I am frequently asked how investors following the preferred stock investing method described in my book, Preferred Stock Investing, have done during the Global Credit Crisis.
With Citi and Bank of America now buying back the preferred stocks that they sold to the government under last year's TARP program it seems like a good time to update a post that I made to this blog last October 27.
The Global Credit Crisis began for preferred stock investors in June 2007. While there could certainly still be more bad news, my guess is that the bankruptcy of CIT Group last month was pretty much the end of the big bloodletting.
So how did those following the preferred stock investing method described throughout Preferred Stock Investing ("CDx3 Investors") do?
Eight publicly traded Big Banks declared bankruptcy since June 2007. You can see them listed on this table. At the time of their bankruptcy, these eight banks had a total of 57 preferred stocks trading. If you owned any of these 57 preferred stocks you were wiped out, meaning that you lost your principal (not to mention all of the future dividends that you were counting on).
Of these 57 preferred stock issues, the ten preferred stock selection criteria from chapter 7 of Preferred Stock Investing (the "CDx3 Selection Criteria") filtered out all 57 of them. Those following the preferred stock investing method described throughout Preferred Stock Investing knew to avoid these 57 preferred stocks to begin with (the CDx3 Selection Criteria were originally published in October 2006).
______
• Problem set:
**A)** Count the lines in the rows below that contain the string "grass", treating uppercase and lowercase as different. Reply with the number alone.
**B)** Go on with the preferred stock investing post above, starting right after its last sentence.

• Material provided:
______
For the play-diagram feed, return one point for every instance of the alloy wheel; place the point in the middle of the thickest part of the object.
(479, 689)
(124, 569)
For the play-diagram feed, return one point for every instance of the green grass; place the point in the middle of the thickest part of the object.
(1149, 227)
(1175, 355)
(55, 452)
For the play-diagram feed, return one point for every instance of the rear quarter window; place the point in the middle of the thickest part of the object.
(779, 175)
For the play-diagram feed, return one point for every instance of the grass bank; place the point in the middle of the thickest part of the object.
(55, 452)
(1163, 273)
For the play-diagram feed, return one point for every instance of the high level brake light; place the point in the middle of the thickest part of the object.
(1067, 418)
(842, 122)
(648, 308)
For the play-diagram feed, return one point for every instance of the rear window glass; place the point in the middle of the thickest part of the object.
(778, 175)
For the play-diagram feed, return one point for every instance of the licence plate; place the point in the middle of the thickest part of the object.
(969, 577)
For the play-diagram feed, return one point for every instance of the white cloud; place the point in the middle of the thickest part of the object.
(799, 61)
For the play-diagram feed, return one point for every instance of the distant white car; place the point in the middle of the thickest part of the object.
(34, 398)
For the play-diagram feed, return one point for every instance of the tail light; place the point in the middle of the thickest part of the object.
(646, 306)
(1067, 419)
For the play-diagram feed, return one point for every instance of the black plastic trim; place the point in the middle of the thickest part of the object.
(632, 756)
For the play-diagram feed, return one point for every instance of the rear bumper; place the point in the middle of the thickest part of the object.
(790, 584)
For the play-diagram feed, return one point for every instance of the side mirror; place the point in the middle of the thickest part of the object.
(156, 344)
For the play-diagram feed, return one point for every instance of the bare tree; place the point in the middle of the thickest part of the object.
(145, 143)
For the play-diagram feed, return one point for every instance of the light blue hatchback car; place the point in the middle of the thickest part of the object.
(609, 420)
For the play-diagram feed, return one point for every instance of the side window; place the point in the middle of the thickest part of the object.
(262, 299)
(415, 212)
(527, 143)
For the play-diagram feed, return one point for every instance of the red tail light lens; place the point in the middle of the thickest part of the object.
______
• Expected responses:
**A)** 2

**B)**
Four additional Big Banks were facing bankruptcy but were acquired instead (National City, Countrywide, Merrill Lynch and Wachovia). Investors holding the thirteen preferred stocks issued by these four banks were saved. Not one dividend has been missed or even delayed. And the ten CDx3 Selection Criteria identified these very thirteen preferred stocks; right on the money, every time.
In 70 out of 70 cases, a 100% success rate, the ten CDx3 Selection Criteria from chapter 7 of Preferred Stock Investing filtered out the preferred stocks from the companies that would be claimed by the Global Credit Crisis and let pass those that would be saved.
In addition to the ten CDx3 Selection Criteria, Preferred Stock Investing also explains the Three Rules of Market Price Predictability that influence the market price of high quality preferred stocks at specific points in time. Throughout the Global Credit Crisis the market prices of qualifying preferred stocks behaved just as my research said they should.
Many times, what people really mean when asking how CDx3 Investors did during the Global Credit Crisis is how much money did they lose during this historic calamity.
The short answer is that not only did they not lose anything, the ten CDx3 Selection Criteria pointed preferred stock investors in the right direction 70 out of 70 times. And the Three Rules of Market Price Predictability identified the best time to buy, leaving CDx3 Investors with a preferred stock portfolio that is generating an annual dividend yield between 9% and 11%.
By knowing which issues to avoid and when to buy, the Global Credit Crisis, while tense at times, left CDx3 Investors in a much improved financial position.
In these post-crisis days, how many investment methods are able to show these kinds of results?
2010 is a new year and the first in a while that we enter without watching our Big Banks line up at the cliff's edge. Why not pick up a copy of the Third Edition of Preferred Stock Investing (click on any of the three book cover images you see at the top of this blog) and find out exactly how my research has repeatedly and with 100% success saved preferred stock investors since June 2007.
Many Happy Returns.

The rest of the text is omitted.